## [EXERCISE INSTRUCTIONS]
Copy the records. Keep every line exactly as it is.

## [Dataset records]
-.-.-

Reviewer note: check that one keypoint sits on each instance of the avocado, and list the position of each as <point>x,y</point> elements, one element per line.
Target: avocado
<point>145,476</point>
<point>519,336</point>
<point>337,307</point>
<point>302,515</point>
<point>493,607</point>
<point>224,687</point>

-.-.-

## [OUTPUT FOR THIS TASK]
Reviewer note: check that one keypoint sits on each instance of the avocado, and list the position of each as <point>x,y</point> elements, one element per line.
Target: avocado
<point>145,476</point>
<point>519,336</point>
<point>337,307</point>
<point>302,515</point>
<point>493,607</point>
<point>224,687</point>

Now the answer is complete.